*TO BE DONE*: Arrange the records from their start through the line containing "[[29, 262]]" as a two-column CSV with the columns instruction and output. Each row should hold one record's text and its answer, each in a quoted field with line breaks turned into spaces, and the pictures should be left out.

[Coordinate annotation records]

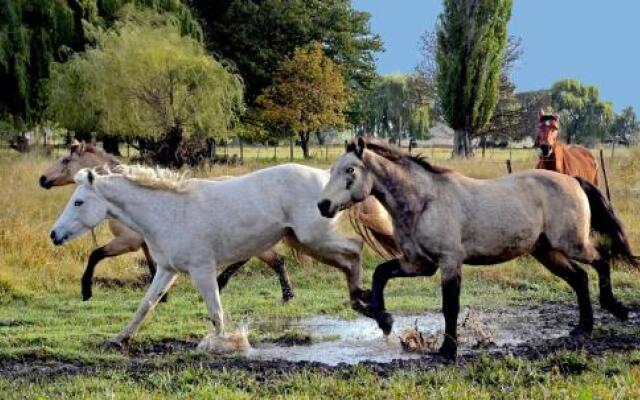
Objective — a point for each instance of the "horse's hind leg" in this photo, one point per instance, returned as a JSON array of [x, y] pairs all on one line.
[[152, 267], [607, 299], [576, 277], [276, 262]]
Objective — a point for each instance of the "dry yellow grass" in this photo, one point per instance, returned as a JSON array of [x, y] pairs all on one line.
[[29, 262]]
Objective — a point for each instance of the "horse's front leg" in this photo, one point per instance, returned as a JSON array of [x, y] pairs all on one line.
[[161, 283], [204, 278], [395, 268], [451, 281]]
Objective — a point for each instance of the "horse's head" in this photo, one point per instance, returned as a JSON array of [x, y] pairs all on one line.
[[547, 135], [350, 181], [85, 209], [81, 155]]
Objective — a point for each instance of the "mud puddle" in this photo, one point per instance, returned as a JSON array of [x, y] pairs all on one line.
[[335, 341]]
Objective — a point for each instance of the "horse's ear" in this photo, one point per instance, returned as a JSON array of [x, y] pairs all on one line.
[[360, 147], [74, 146], [84, 176]]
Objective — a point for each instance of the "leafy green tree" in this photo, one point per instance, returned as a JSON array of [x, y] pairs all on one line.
[[308, 94], [471, 42], [150, 83], [584, 117], [258, 34], [35, 33]]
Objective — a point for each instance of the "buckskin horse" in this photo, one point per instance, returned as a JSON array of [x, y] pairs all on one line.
[[570, 160], [443, 219]]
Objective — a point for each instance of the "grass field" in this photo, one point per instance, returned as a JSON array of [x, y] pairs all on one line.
[[46, 328]]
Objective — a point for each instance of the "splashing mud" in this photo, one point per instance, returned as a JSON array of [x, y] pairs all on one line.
[[335, 341]]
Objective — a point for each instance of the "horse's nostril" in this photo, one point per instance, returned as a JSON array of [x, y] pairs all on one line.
[[324, 206]]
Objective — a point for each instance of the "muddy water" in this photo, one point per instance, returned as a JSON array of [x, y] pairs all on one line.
[[336, 341]]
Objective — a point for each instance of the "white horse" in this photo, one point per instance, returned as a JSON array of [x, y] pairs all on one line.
[[195, 226]]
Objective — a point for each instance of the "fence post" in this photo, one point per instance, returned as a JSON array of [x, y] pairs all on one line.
[[604, 174]]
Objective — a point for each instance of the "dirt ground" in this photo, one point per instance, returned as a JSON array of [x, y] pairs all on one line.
[[542, 335]]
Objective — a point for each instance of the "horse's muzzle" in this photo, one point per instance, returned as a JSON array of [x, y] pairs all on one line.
[[545, 149], [55, 239], [325, 208], [45, 183]]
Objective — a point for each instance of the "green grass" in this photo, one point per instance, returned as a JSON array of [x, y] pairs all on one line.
[[44, 322]]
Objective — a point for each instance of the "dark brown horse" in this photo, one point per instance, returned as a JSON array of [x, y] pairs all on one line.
[[567, 159]]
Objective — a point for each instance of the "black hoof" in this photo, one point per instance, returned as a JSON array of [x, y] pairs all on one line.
[[287, 295], [365, 295], [448, 350], [113, 344], [385, 322]]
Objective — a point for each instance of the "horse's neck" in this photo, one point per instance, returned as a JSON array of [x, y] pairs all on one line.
[[134, 206], [395, 188]]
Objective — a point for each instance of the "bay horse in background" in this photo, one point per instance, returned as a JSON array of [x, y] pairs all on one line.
[[83, 155], [570, 160], [443, 219]]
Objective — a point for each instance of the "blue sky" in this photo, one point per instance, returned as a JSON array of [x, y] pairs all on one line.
[[596, 42]]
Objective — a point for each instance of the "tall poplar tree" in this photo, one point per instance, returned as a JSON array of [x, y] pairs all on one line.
[[471, 41]]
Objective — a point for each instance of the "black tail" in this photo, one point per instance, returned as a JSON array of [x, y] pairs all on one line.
[[605, 222]]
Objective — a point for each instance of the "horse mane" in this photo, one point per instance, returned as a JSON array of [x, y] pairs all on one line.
[[398, 156], [154, 178]]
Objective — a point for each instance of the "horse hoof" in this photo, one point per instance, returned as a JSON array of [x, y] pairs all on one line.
[[448, 350], [385, 322], [114, 344], [619, 311], [365, 295], [286, 296]]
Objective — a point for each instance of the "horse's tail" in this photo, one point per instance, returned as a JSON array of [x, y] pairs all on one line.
[[605, 222], [372, 222]]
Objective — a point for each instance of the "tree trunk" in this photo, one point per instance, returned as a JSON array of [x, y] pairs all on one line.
[[111, 144], [304, 144]]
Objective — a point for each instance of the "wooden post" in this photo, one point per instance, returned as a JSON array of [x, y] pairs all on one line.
[[290, 149], [604, 174]]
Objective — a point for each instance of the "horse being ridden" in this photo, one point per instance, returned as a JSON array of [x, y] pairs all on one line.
[[444, 219], [196, 226], [570, 160], [84, 155]]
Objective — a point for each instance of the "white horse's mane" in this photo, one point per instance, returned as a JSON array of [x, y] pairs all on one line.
[[154, 178]]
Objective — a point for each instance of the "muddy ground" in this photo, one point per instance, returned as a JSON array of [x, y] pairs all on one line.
[[536, 332]]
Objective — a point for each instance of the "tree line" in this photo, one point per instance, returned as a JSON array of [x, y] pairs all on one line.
[[173, 77]]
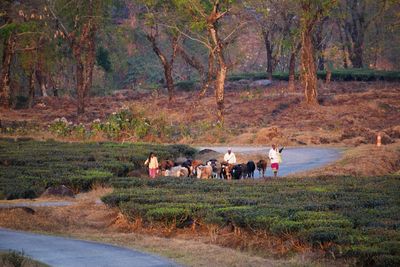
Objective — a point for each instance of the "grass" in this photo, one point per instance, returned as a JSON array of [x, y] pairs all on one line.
[[18, 259], [337, 75], [27, 168], [346, 217]]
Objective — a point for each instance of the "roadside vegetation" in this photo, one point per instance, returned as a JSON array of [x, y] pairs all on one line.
[[18, 259], [27, 168], [346, 217], [351, 219]]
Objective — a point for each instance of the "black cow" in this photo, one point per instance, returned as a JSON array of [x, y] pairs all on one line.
[[237, 171], [213, 164], [188, 165], [251, 167]]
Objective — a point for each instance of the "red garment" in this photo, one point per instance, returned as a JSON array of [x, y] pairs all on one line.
[[275, 166], [152, 172]]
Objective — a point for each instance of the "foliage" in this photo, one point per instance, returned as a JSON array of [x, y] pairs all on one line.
[[27, 168], [18, 259], [103, 59], [350, 217]]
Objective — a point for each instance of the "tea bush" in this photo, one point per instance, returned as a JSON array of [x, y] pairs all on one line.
[[27, 168], [350, 217]]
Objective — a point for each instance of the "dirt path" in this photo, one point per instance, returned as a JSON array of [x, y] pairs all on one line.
[[295, 159], [65, 252]]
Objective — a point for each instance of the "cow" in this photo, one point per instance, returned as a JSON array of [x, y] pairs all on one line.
[[204, 171], [188, 165], [195, 164], [226, 170], [251, 167], [166, 164], [244, 170], [262, 166], [213, 164], [177, 171], [237, 171]]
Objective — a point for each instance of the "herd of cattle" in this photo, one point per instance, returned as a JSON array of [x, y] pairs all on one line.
[[211, 169]]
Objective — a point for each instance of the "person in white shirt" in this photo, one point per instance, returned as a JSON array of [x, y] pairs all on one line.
[[275, 157], [230, 157]]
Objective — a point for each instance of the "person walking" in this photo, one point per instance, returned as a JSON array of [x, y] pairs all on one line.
[[230, 157], [275, 157], [152, 163]]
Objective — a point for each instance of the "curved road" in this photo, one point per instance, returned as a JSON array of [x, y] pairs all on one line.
[[294, 159], [65, 252]]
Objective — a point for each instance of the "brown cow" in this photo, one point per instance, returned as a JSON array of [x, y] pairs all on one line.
[[204, 172], [262, 166], [226, 170], [166, 164], [195, 164]]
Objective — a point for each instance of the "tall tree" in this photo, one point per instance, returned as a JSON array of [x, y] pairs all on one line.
[[78, 23], [24, 33], [8, 28], [312, 11], [204, 25], [153, 15], [356, 17]]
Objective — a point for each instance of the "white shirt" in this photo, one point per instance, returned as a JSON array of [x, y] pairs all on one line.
[[274, 155], [230, 158]]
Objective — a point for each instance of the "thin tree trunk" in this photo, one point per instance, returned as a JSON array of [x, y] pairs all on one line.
[[80, 88], [309, 72], [40, 73], [41, 78], [342, 41], [328, 74], [167, 65], [210, 71], [269, 48], [84, 63], [222, 68], [31, 96], [292, 71], [8, 54], [356, 57]]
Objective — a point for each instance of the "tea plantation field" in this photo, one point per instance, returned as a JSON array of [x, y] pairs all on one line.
[[27, 168], [356, 218]]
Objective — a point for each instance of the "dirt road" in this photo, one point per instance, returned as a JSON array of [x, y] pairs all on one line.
[[65, 252]]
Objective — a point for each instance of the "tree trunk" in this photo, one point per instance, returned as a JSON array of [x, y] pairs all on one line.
[[342, 41], [210, 71], [84, 53], [167, 65], [269, 48], [328, 74], [308, 68], [40, 73], [196, 64], [80, 88], [222, 68], [31, 96], [220, 91], [356, 57], [170, 81], [8, 53], [41, 78], [292, 72]]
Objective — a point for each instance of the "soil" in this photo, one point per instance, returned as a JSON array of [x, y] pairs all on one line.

*RESPONSE BELOW*:
instruction,output
"Objective — a point for each instance of the ""horse's hind leg"" in this photo, one point per instance, returned as a JSON array of [x, y] pairs all on one line.","[[152, 267], [607, 299], [576, 277], [276, 262]]"
"Objective — a point for each instance of the ""dry yellow grass"" in this photo, one point per instance, returned as a JSON array of [x, y] pairs all on one line.","[[29, 262]]"